Text segment:
--------------------------------
# Forum Home Renovation Bathrooms  Silicone Vs Concrete toilet pan seating and S Trap to Clay Pipe Sealing

## SimonPreston

Two toilet questions if I could
1. Silcone seems to have replaced mortar toilet pan seating.  However in my case I think I am going to stick with mortar as there is a very uneven floor in this outside toilet and to get a level pan, one side needs to be 30mm off the floor - surely too much for a stable silicone seated pan. 
So I am going to seat the new toilet with mortar.  My question is then about the order for seating and then drilling the holes. 
a) 60mm of mortar, set pan onto this, stabilise with wedges and wipe excess mortar away. 
b) use fixing screws.  However the toilet instructions state not to drill through the toilet holes themselves as you risk cracking the pan.  So how to do this? 
2. Removing the old toilet revealed that the S-trap was sealed into the clay waste pipe with what I believe was pitch - black, tar smelling stuff that was solid but could be cold chiseled and pried out, without breaking the porcelain of the old toilet or the clay waste pipe:   
And now the new toilet is going in: 
This is new toilet with the S-Trap fitting into the clay waste pipe.  My plan is to do some initial sealing of the S-Trap, lining up with the clay pipe using silicone.  Then re-create a seal with a soft mortar mix - say 1 part cement, 4 parts sand (so replacing is easy again if needed).  Sound reasonable?
--------------------------------
[Excerpts from segmentation records]
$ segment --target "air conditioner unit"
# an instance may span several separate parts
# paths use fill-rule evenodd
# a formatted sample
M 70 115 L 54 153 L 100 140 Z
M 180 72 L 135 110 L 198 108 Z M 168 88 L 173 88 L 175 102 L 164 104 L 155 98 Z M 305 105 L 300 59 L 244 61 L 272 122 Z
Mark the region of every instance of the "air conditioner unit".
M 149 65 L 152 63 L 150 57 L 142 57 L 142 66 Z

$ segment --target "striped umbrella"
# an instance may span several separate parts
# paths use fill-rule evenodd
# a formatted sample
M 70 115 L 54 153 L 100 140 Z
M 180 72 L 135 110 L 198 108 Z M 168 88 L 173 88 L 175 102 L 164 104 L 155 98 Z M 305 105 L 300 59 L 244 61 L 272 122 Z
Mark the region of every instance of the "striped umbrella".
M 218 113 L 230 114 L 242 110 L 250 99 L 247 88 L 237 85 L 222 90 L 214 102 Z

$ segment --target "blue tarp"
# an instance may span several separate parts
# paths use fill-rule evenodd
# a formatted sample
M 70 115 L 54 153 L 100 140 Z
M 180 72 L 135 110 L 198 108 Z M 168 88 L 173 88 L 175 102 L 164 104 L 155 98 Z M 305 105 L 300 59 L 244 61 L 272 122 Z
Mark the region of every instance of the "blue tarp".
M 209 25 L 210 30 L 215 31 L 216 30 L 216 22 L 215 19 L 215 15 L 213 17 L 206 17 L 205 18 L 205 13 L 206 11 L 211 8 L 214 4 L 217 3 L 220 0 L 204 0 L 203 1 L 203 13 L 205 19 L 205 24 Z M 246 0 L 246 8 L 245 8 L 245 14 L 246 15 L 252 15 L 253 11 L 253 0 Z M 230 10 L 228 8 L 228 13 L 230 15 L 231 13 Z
--------------------------------
Exercise description: In the forum post on toilet pan seating, how far off the floor does one side of the pan need to sit to get it level?

Task solution: 30mm